[Text passage]
------------------------------------------------------------

He asked if Joe had ever been subject to physical, emotional or sexual abuse.
Though, there was that time I spanked him for biting Gwen’s cheek four years ago. Or that time last year he kept saying “piss” at school and the teacher called me repeatedly so I finally brushed a tiny red pepper flake on his tongue and then felt immediately guilty and still wonder if I’ve scarred him for life. But, no…no emotional or physical or sexual abuse…beside that red pepper flake.
I vaguely recall Blair from The Facts of Life being on the Today Show and defending Tabasco Sauce as discipline for children. As I watched that show, I also recall thinking, Jesus…that
Blair’s a real hard ass! I would have pegged Jo for that kind of abuse…her and her black leather jacket and motorcycle. She had a real chip on her shoulder when she showed up at Eastland. Fast forward a couple of years and the memory of Blair and her spices filled my mind after good old soap failed to do the trick. I know, I suck. No need to send hateful mail.
There I go again, getting off the subject entirely.
So, the psychiatrist writes a note in his folder and moves on.
“Is there any history of alcoholism in the family?” he wondered, peering over the top of his bifocals.
Here’s where Dave and I looked at each other, snorted, laughed and said, “Uh…yeah! It’s rampant, man!”
Here’s also where the doctor chuckled along with us then stopped to look at us as if we were crazy. So we back-peddled.
“Uh, well…I don’t drink anymore and she’s…,” Dave says, waving a hand in my general direction.
Did my husband just tell this child psychiatrist that I’m a lush with a vague hand gesture?
My mouth hung open in astonishment. “Yeah, well a glass of wine at night…but JESUS, my parents… whoooo wheeee!” (Sorry, parents but Dave started it and I needed to deflect so I made it appear that you are the ones who are complete lushes. I assume that one day, my children will throw me under the bus in a similar manner. I hope you understand. Then end.)

------------------------------------------------------------

[Source data]
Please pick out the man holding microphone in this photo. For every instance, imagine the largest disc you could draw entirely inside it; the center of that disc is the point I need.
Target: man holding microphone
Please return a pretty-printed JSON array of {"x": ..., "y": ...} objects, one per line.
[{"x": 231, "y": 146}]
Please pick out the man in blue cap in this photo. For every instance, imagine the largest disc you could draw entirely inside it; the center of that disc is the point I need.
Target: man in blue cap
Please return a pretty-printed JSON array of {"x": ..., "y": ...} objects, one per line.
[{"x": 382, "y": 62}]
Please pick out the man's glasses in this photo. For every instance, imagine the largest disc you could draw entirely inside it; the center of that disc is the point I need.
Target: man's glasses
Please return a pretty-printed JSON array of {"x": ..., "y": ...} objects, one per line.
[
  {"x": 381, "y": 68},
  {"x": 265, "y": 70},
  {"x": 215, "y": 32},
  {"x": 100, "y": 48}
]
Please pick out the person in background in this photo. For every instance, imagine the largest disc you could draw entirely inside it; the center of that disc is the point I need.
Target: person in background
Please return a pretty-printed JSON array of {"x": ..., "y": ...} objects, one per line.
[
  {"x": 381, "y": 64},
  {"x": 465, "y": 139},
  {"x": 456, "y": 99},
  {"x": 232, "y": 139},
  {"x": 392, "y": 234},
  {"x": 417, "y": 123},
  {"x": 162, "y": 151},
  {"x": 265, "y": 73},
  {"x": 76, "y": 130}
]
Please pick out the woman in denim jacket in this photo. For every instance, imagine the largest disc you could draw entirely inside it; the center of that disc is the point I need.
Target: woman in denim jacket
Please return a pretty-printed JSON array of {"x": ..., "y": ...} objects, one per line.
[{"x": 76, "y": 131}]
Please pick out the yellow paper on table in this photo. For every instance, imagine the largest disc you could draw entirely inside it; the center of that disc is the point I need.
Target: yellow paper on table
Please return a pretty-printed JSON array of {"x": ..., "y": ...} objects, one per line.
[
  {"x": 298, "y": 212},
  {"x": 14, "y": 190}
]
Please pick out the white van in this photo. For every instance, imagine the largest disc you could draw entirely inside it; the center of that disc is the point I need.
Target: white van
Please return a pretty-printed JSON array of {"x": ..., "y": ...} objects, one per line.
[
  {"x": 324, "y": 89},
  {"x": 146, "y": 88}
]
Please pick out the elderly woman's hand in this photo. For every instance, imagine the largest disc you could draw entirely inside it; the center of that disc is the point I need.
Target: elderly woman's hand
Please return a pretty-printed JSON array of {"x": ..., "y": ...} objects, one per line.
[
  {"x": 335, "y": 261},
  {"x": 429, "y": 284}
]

------------------------------------------------------------

[Task list]
• a. Answer these from the passage about the visit to the child psychiatrist:
(i) What did the narrator brush on Joe's tongue after he kept saying "piss" at school?
(ii) Who does the narrator recall defending Tabasco Sauce as discipline for children on the Today Show?
(iii) What does Dave say he doesn't do anymore?
• b. Go on with the passage about the visit to the child psychiatrist from the point where it stops.

[Answers by item]
• a.
(i) A tiny red pepper flake.
(ii) Blair from The Facts of Life.
(iii) Drink.

• b.
Minutes later, we were asked to fill out a form, the last two pages of which were very important. I checked off two pages of questions like, does your child pick his nose? Dude, he’s seven. Until last year, there was a boogar wall behind the bunk bed.
Does your child use tobacco? Dude, again… he’s seven.
I was trying to be serious.
You see, Dave and I have a habit of being serious, on our A-game, but little snips of our humor can’t help but squeak out. It’s like needing to fart to relieve some pressure. We can’t stop ourselves. For instance, when asked if Joe had ever been subjected to physical violence we adamantly replied no then Dave added, “Nothing abnormal…you know, ‘go to your room’ and
maybe some yelling…”
“Yeah, we try to hold off on electric shock and cattle prods unless things get really crazy,” I laughed. We all laughed. Then the shrink abruptly stopped laughing again and made a note in his file.
Why do these idiotic statements flow from my mouth like verbal vomit? I mean, really. School psychiatrists don’t normally appreciate the dry and twisted humor of parents attempting to help their child through the social minefield that is first grade. Do they?
Now, by the end of the meeting, Gwen and Kate were losing it. Did I mention that our sitter wasn’t available?
Actually, allow me to give credit where credit is due. Those two little girls sat quietly and patiently for an hour. They colored and played a game on the laptop. They were angels.
Yet, as is typical, in the last five minutes of conference room jail Kate lost her mind.
While we wrapped things up and said things like thank you and we’ll be in touch and yadda yadda…I tried to quiet Kate’s incessant repetitive whiny babbling question with an ill-timed, “Yes, sure Katie.” I really had no idea what she’d asked me. I fell prey to the mother of mothering mistakes – the inattentive, “Yes, honey” response. The one that comes out of our mouths while we’re trying to engage in a serious discussion with someone like the cops or school shrinks.
We were still wrapping it up with the good doctor and, while Dave chatted with him, I turned to Kate and cheerfully asked, “So what should we do now?”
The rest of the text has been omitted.